■ Teks Bacaan
⁂

Friday, June 12, 2020

BIsnis dan Geostrategis Laut China Selatan


“ Babo, saya mau tanya. Kan sesuai data, ada sebanyak 50.000 kapal melintasi Selat Malaka setiap tahunnya, mengangkut antara seperlima dan seperempat perdagangan laut dunia. Kenapa kita engga gunakan power kita untk mita tol fee? Itu kan wilayah perairan kita sebagian besar “ tanya nitizen.

“ Kalau tentukan fee hanya karena kapal asing melintasi perairan kita, itu sama saja dengan bajak laut. Kita kan bukan negara bajak laut. “

“ Kenapa? Salahnya dimana? itukan perairan kita. Wilayah teritorial kita. “

“ Soal perairan atau laut itu diatur oleh UNCLOS atau Convention on the Law of the Sea di bawah PBB. UNCLOS sudah mengatur pada Pasal 17 Konvensi Hukum Laut 1982 yang memberikan hak kepada semua negara, baik negara pantai maupun negara tak berpantai, menikmati hak lintas damai melalui laut teritorial. “

“ Kok seenaknya UNCLOS buat aturan begitu. Percuma kita negara kepulauan. Kenapa bisa  begitu ? 

“ Karena awalnya bangsa bangsa di dunia ini hanya berdaulat atas daratan saja, yang mana penduduk bermukim.  Sementara laut adalah wilayah bebas menjadi milik semua negara. Itu yang mendasari keluar resolusi PBB No. 2749 (XXV) 17 Desember 1970 bahwa baik kawasan dasar laut dan dasar samudera dan tanah di bawahnya, di luar batas yurisdiksi nasional, maupun sumber kekayaannya, adalah warisan bersama umat manusia, yang eksplorasi dan eksploitasinya harus dilaksanakan bagi kemanfaatan umat manusia sebagai suatu keseluruhan, tanpa memandang lokasi geografis negara-negara. Namun akhirnya negara yang punya perairan protes di PBB. Maka keluarlah apa yang disebut dengan UNCLOS ( United nation Convention on the Law of the Sea). Paham ya. “

“ Apa saja kesepakatan dalam UNCLOS itu ?

⁂

■ Data Tersimpan
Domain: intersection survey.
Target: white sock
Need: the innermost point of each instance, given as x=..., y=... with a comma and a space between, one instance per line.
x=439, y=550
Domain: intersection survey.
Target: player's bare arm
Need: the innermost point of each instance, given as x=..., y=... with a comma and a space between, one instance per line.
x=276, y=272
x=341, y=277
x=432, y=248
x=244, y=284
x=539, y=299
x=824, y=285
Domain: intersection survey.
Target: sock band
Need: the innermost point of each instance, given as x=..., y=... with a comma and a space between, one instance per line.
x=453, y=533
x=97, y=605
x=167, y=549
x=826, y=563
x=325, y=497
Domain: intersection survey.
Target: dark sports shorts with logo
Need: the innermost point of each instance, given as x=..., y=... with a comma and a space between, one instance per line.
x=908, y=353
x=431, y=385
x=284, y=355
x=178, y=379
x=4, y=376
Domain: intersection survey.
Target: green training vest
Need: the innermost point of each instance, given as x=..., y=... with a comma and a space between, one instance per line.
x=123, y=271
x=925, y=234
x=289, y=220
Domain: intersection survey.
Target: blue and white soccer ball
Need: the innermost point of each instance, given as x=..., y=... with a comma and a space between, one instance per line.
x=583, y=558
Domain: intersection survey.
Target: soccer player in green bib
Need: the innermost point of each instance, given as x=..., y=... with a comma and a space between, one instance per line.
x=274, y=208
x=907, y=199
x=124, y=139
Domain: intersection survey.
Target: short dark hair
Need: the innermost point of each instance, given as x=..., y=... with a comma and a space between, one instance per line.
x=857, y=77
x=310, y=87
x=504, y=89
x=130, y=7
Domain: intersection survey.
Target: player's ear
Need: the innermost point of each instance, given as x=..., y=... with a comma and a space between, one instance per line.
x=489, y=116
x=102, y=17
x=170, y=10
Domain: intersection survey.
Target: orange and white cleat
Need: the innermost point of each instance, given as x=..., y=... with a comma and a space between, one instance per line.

⁂

■ Soal
1 > Tuliskan semua bilangan yang ditulis dengan angka Arab dalam percakapan pada teks tentang Laut China Selatan, beserta hal yang dirujuk oleh masing-masing bilangan.
2 > Lanjutkan teks tentang Laut China Selatan mulai dari pertanyaan terakhir di dalamnya.
Data di atas tidak digunakan dalam latihan ini.

■ Hasil Latihan
1 >
- 50.000: jumlah kapal yang melintasi Selat Malaka setiap tahun
- 17: Pasal 17 Konvensi Hukum Laut
- 1982: tahun Konvensi Hukum Laut
- 2749: nomor resolusi PBB
- 17: tanggal resolusi tersebut (17 Desember)
- 1970: tahun resolusi tersebut

2 >
“ Dalam UNCLOS setiap Negara mempunyai hak untuk menetapkan lebar laut teritorialnya sampai suatu batas yang tidak melebihi 12 mil laut, diukur dari garis pangkal. Selebihnya disebut landas kontinen harus diselesaikan secara bilateral dengan negara yang bersinggungan. Tapi tidak boleh diluar batas 200 mil atau ZEE. Itu disebut sui generis.”

“ Nah bagaimana soal hukum ZEE itu?

“ Bahwa kewenangan negara dalam ZEE bukanlah sebuah kedaulatan (sovereignty), melainkan hak berdaulat (sovereign rights). Artinya semua negara berhak melintasi wilayah ZEE, kecuali kalau ingin memanfaatkan SDA diatas maupun di bawah laut, harus izin dari negara yang punya hak atas ZEE itu."


"  Berarti hukum ZEE itu kuat sekali. “

“ Engga 100% kuat. Itu kan konsesus diantara anggota PBB. Gimana kalau ada yang engga ikut konsesus ? kan engga berlaku.”

“ Emang ada yang engga ikut konsesus ?

“ Ada. Yaitu Amerika Serikat, Andorra, Eritrea, Israel, Kazakhstan, Kyrgyzstan, PerĂº, San Marino, South Sudan, Syria, Tajikistan, Turkey, Turkmenistan, Uzbekistan, the Vatican, and Venezuela. “

“ Lah dasar mereka apa engga setuju?

“ Ya itu tadi, resolusi PBB No. 2749 (XXV) 17 Desember 1970. Nah belakangan China juga keluar dari UNCLOS dengan mengeluarkan UU yang tidak meratifikasi ketentuan UNCLOS. “

“ Terus kalau ada negara tidak meratifikasi UNCLOS dan kita ada sengketa laut dengan mereka. Gimana jalan keluarnya ? Perang ?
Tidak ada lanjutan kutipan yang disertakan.